Using the GW Data Plotter page below, decide whether each statement agrees with it. Answer yes or no for each, quoting the words of the page that decide it.
1. The Mac version for Intel processors needs macOS 11.0.0 or later.
2. In the GPS time convention, seconds are counted from a reference date in 1970.
3. News messages show up in the lower part of the log window.

◆ Document passage
— begin —

GW Data Plotter is a desktop application that simplifies access to Gravitational Wave (GW) data and facilitates basic visualization and analysis. We provide the following versions of executables for various types of Operating Systems:

• GW_data_plotter_LinuxOS for Linux users (developed on Ubuntu);
• GW_data_plotter_MacOS_arm64 for Mac users with Apple processor (to verify which processor you have, click on the Apple logo on the top left of your screen, and then on "About this Mac");
• GW_data_plotter_MacOS_x86_64 for Mac users with Intel processor (macOS 11.0.0 or later);
• GW_data_plotter_WindowsOS for Windows users.

This Desktop App was developed within the AHEAD2020 project, funded by the Horizon 2020 Framewrok Program of the European Union (Grant Agreement 871158).

• Note for Linux Users: Since the app is an executable file, the user must grant execution rights to it. This can be done via the terminal with the command: chmod u=rwx /the path where the App is saved/GW_data_plotter_LinuxOS
  
  
• Note for Windows Users: When trying to run the app you may get a Windows security message, intended to remind users not to open untrusted files downloaded from the Internet. You will have to confirm your decision to open the file to proceed and run the app.
  
  
• Note for Mac Users: Since this app doesn't come from the Apple App Store and is not directly notarized by Apple, when you try to open it by double-clicking on the icon the system will display a warning message that doesn't allow you to open it. To avoid this problem you can change the Privacy & Security settings as explained in this link. Alternatively, you can also press CTRL while clicking on the icon. This will open a menu, from which you have to select "Open". At this point, you will see the same warning window you saw before with the option "Open" in addition.

Description of the App

GW Data Plotter contains 3 tabs labelled: "Get Data", "Plot Data" and "Explore GW Event Parameters". All the tabs have 2 common features: an "help" button and a log window. The "help" button can be used to get a documentation for each tab in a separate window. The log window is meant to contain the output of the operations ongoing or tips, so we suggest to always keep an eye on it. The news messages will appear in the upper part of the window. The user is also guided by warning messages to make the use more interactive.

Get Data tab

The "Get Data" tab allows users to download publicly available GW data originally hosted on the gwosc website. Users can download data in one of the following ways:

1. by choosing a specific time interval. Under the "Select Data by time interval section" the user can type the starting and ending times in GPS format, which is the convention used by the GW community. In this convention, the time is calculated by counting seconds from a reference date (6th January 1980). To convert UTC to GPS time format visit the link: https://gwosc.org/gps/.

— end —

◆ Information supplied
— begin —

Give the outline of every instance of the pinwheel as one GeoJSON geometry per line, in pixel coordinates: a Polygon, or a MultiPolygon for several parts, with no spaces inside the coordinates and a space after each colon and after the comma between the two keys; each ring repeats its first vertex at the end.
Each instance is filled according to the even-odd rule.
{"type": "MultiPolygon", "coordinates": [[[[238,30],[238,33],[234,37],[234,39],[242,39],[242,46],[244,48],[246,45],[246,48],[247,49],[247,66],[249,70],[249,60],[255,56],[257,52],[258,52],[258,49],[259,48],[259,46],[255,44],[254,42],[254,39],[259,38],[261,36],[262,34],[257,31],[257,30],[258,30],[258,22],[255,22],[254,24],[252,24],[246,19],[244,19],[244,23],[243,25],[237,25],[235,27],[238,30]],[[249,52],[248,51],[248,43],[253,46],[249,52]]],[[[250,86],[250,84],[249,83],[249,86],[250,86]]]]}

— end —

◆ Result
1. Yes: "GW_data_plotter_MacOS_x86_64 for Mac users with Intel processor (macOS 11.0.0 or later)"
2. No: "the time is calculated by counting seconds from a reference date (6th January 1980)"
3. No: "The news messages will appear in the upper part of the window."